- **Dataset entries**

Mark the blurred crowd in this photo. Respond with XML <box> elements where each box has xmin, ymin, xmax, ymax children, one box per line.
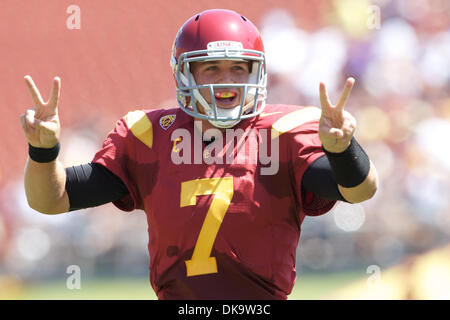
<box><xmin>0</xmin><ymin>0</ymin><xmax>449</xmax><ymax>298</ymax></box>
<box><xmin>261</xmin><ymin>0</ymin><xmax>450</xmax><ymax>274</ymax></box>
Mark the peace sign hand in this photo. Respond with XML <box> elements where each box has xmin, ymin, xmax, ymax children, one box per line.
<box><xmin>20</xmin><ymin>75</ymin><xmax>61</xmax><ymax>148</ymax></box>
<box><xmin>319</xmin><ymin>77</ymin><xmax>357</xmax><ymax>153</ymax></box>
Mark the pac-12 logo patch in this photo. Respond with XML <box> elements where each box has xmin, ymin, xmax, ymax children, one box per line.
<box><xmin>159</xmin><ymin>114</ymin><xmax>176</xmax><ymax>130</ymax></box>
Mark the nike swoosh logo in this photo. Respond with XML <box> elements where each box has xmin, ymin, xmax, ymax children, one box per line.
<box><xmin>259</xmin><ymin>111</ymin><xmax>282</xmax><ymax>117</ymax></box>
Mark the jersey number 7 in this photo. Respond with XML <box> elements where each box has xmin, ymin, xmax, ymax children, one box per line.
<box><xmin>180</xmin><ymin>177</ymin><xmax>234</xmax><ymax>277</ymax></box>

- **Work request**
Word for word, restate the lines running from the one containing "Mark the peace" through the final line of the records above, and nothing besides.

- **Result of this exercise**
Mark the peace sign hand in this photo. Respond with XML <box> elements where each box has xmin, ymin, xmax, ymax children, one box per line.
<box><xmin>20</xmin><ymin>75</ymin><xmax>61</xmax><ymax>148</ymax></box>
<box><xmin>319</xmin><ymin>77</ymin><xmax>357</xmax><ymax>153</ymax></box>
Mark the pac-12 logo patch in this photo. Respond with XML <box> elements where each box has xmin, ymin, xmax, ymax children, one box per line.
<box><xmin>159</xmin><ymin>114</ymin><xmax>176</xmax><ymax>130</ymax></box>
Mark the nike swoosh logo in this photo. Respond with XML <box> elements where each box has xmin, ymin, xmax, ymax children, one box per line.
<box><xmin>259</xmin><ymin>111</ymin><xmax>282</xmax><ymax>117</ymax></box>
Mark the jersey number 7 in this photo. Respond with XML <box> elements where each box has xmin, ymin, xmax, ymax children, one box per line.
<box><xmin>180</xmin><ymin>177</ymin><xmax>234</xmax><ymax>277</ymax></box>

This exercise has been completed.